- [What you should do] Convert every line of the entries below into a numbered list, omitting blank lines and leaving out the pictures.

[start of Record list]

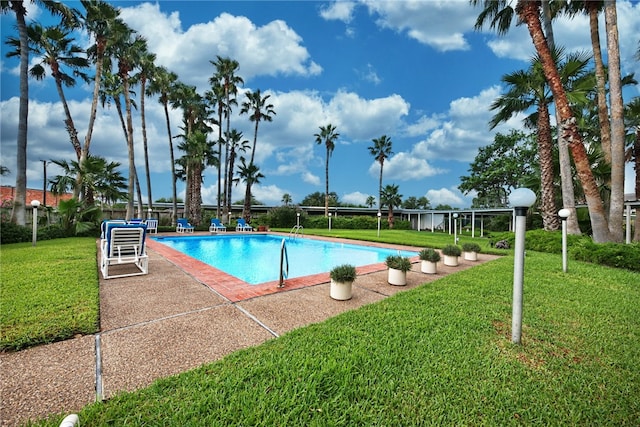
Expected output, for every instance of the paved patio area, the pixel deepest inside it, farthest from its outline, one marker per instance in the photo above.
(171, 320)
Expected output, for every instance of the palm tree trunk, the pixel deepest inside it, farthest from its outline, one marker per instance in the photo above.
(71, 128)
(548, 208)
(616, 207)
(144, 141)
(19, 212)
(528, 11)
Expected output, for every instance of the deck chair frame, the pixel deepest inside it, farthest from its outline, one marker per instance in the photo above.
(124, 244)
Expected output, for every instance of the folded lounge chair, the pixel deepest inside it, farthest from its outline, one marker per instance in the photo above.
(152, 226)
(183, 226)
(243, 226)
(216, 226)
(123, 244)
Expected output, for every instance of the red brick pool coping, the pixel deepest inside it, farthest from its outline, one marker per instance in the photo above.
(236, 290)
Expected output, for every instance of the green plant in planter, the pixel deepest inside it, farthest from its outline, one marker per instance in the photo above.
(471, 247)
(451, 250)
(343, 273)
(429, 254)
(398, 262)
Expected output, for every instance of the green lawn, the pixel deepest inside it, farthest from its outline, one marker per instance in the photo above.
(48, 292)
(439, 354)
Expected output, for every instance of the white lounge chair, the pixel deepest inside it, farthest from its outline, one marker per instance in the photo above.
(124, 244)
(152, 226)
(216, 226)
(183, 226)
(243, 226)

[end of Record list]

- [The solution]
1. Expected output, for every instance of the paved patio area, the pixel deepest inside it, farthest from its outline, one marker per instance in the photo above.
2. (171, 320)
3. Expected output, for every instance of the palm tree trunk, the pixel deepest inside it, farthest from its outline, one marker per instance in the photo above.
4. (71, 128)
5. (548, 208)
6. (616, 207)
7. (144, 141)
8. (19, 212)
9. (528, 11)
10. Expected output, for every instance of the deck chair frame, the pixel deepest inside it, farthest from its outline, one marker per instance in the photo above.
11. (124, 244)
12. Expected output, for every instance of the folded lounge chair, the pixel deepest inside it, farthest from its outline, one marker per instance in the photo above.
13. (152, 226)
14. (183, 226)
15. (243, 226)
16. (216, 226)
17. (123, 244)
18. Expected output, for every instance of the red brick pool coping, the pixel deepest inside it, farthest from its outline, one marker per instance in the photo above.
19. (236, 290)
20. Expected output, for every instance of the green plant in planter, the pixel deepest inside it, farthest from its outline, one marker per instance in the photo above.
21. (471, 247)
22. (451, 250)
23. (343, 273)
24. (429, 254)
25. (398, 262)
26. Expected output, for every instance of the green lawn, the pixel deepest inside it, farthest from its outline, one marker per instance in the photo above.
27. (48, 292)
28. (439, 354)
29. Expected output, for every instance of the white lounge chair, the pixel deepest inside it, farthest from its outline, one marker per instance in the photo above.
30. (124, 244)
31. (152, 226)
32. (216, 226)
33. (183, 226)
34. (243, 226)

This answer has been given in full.